Stated goal >> All of the records below should be output exactly.

Supplied data >>
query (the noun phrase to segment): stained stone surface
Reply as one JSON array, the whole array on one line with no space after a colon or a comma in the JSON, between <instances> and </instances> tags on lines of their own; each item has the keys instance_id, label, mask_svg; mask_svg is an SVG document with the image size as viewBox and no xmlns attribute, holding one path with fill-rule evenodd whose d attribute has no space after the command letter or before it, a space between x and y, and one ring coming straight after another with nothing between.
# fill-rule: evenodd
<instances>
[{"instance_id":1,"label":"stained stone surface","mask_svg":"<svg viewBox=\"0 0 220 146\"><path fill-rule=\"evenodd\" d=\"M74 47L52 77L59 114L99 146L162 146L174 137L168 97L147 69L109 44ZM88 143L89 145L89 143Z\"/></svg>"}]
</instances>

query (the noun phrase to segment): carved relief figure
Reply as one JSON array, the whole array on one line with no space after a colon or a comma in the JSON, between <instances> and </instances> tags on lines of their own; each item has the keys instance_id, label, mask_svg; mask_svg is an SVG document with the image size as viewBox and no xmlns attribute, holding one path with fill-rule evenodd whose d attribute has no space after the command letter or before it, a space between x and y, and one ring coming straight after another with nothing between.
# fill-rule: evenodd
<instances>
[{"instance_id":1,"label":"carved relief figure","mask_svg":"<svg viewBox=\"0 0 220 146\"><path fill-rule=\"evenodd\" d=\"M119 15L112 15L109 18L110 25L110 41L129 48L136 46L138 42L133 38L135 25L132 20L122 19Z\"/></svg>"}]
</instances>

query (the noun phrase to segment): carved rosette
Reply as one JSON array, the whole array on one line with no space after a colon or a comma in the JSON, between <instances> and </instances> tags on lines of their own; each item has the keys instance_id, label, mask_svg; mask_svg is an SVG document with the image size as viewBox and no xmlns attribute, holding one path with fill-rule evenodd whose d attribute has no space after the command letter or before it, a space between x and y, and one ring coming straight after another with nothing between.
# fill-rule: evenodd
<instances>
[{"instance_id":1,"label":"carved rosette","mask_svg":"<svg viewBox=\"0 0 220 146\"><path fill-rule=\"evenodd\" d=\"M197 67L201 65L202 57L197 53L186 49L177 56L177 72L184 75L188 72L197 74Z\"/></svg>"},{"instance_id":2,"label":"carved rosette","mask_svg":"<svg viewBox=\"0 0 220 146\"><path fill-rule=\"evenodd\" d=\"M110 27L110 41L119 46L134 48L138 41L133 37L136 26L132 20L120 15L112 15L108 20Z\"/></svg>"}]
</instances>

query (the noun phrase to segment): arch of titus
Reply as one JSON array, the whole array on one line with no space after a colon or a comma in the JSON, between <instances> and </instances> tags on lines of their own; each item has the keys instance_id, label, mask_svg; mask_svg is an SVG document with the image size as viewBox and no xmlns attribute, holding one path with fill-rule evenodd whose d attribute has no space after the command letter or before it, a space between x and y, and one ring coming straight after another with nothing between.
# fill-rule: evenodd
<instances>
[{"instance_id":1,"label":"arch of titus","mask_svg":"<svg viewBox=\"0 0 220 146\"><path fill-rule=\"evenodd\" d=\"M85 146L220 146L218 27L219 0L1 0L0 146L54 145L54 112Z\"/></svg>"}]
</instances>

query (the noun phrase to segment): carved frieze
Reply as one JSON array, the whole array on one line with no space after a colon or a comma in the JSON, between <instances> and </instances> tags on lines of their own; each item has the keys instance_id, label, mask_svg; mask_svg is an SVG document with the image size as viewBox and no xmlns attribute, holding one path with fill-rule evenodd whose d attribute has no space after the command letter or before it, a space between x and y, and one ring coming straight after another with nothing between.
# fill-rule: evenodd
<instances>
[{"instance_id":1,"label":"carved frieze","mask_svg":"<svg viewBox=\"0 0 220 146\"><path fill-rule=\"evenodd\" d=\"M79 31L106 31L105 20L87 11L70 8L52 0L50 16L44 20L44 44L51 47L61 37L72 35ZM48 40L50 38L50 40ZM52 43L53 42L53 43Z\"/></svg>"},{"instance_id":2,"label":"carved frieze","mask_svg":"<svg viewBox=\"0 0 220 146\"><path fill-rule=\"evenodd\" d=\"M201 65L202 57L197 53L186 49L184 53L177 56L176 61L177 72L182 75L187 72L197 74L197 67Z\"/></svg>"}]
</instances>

Exercise response >>
query (the noun phrase to segment): stained stone surface
Reply as one JSON array, the whole array on one line with no space after a colon or a comma in the JSON, between <instances> and </instances> tags on lines of their own; each item has the keys instance_id, label, mask_svg; mask_svg is an SVG document with the image size as viewBox and no xmlns attribute, holding one path with fill-rule evenodd whose d attribute has no space after the command letter or before it, a space between x and y, and one ring coming straight after another with nothing between.
# fill-rule: evenodd
<instances>
[{"instance_id":1,"label":"stained stone surface","mask_svg":"<svg viewBox=\"0 0 220 146\"><path fill-rule=\"evenodd\" d=\"M74 47L52 77L59 114L99 146L162 146L174 137L168 97L147 69L109 44ZM88 143L89 145L89 143Z\"/></svg>"}]
</instances>

query (the noun phrase to segment): carved relief figure
Reply as one JSON array, the whole array on one line with no space after a colon or a comma in the JSON, between <instances> and </instances> tags on lines of their own; each item has the keys instance_id, label, mask_svg; mask_svg is an SVG document with the image size as viewBox and no xmlns attribute, holding one path with fill-rule evenodd whose d attribute has no space after the command letter or before it, a space between x and y, and one ring coming straight after another with nothing between.
# fill-rule: evenodd
<instances>
[{"instance_id":1,"label":"carved relief figure","mask_svg":"<svg viewBox=\"0 0 220 146\"><path fill-rule=\"evenodd\" d=\"M119 15L112 15L109 18L110 25L110 41L129 48L136 46L138 42L133 38L135 25L132 20L122 19Z\"/></svg>"}]
</instances>

query (the noun phrase to segment): carved rosette
Reply as one JSON array, the whole array on one line with no space after a colon or a comma in the JSON, between <instances> and </instances> tags on lines of their own; each item has the keys instance_id, label, mask_svg; mask_svg is an SVG document with the image size as viewBox and no xmlns attribute, holding one path with fill-rule evenodd whose d attribute has no space after the command letter or before it, a space between x and y, and one ring coming straight after another with nothing between.
# fill-rule: evenodd
<instances>
[{"instance_id":1,"label":"carved rosette","mask_svg":"<svg viewBox=\"0 0 220 146\"><path fill-rule=\"evenodd\" d=\"M197 67L201 65L202 57L197 53L186 49L177 56L177 72L184 75L188 72L197 74Z\"/></svg>"},{"instance_id":2,"label":"carved rosette","mask_svg":"<svg viewBox=\"0 0 220 146\"><path fill-rule=\"evenodd\" d=\"M110 27L110 41L119 46L134 48L138 41L133 37L136 26L132 20L120 15L112 15L108 20Z\"/></svg>"}]
</instances>

query (the noun phrase to segment): arch of titus
Reply as one JSON array, the whole array on one line with no space after a colon or a comma in the JSON, between <instances> and </instances> tags on lines of their own; each item has the keys instance_id, label, mask_svg; mask_svg is an SVG document with the image size as viewBox and no xmlns attribute, holding one path with fill-rule evenodd whose d attribute has no space after the command letter or before it, a space between x and y, and one ring coming straight after another with nothing between.
# fill-rule: evenodd
<instances>
[{"instance_id":1,"label":"arch of titus","mask_svg":"<svg viewBox=\"0 0 220 146\"><path fill-rule=\"evenodd\" d=\"M85 146L220 146L218 27L219 0L1 0L0 146L54 145L54 112Z\"/></svg>"}]
</instances>

query (the noun phrase to segment): carved frieze
Reply as one JSON array, the whole array on one line with no space after a colon or a comma in the JSON, between <instances> and </instances> tags on lines of their own; each item has the keys instance_id, label, mask_svg; mask_svg is an SVG document with the image size as viewBox and no xmlns attribute, holding one path with fill-rule evenodd whose d attribute has no space after the command letter or before it, a space between x and y, and one ring coming straight after another with nothing between.
# fill-rule: evenodd
<instances>
[{"instance_id":1,"label":"carved frieze","mask_svg":"<svg viewBox=\"0 0 220 146\"><path fill-rule=\"evenodd\" d=\"M79 31L106 31L105 20L87 11L70 8L52 0L50 16L44 20L44 44L51 47L61 37L72 35ZM48 40L50 38L50 40ZM52 43L53 42L53 43Z\"/></svg>"},{"instance_id":2,"label":"carved frieze","mask_svg":"<svg viewBox=\"0 0 220 146\"><path fill-rule=\"evenodd\" d=\"M201 65L202 57L197 53L186 49L184 53L177 56L176 61L177 72L182 75L187 72L197 74L197 67Z\"/></svg>"}]
</instances>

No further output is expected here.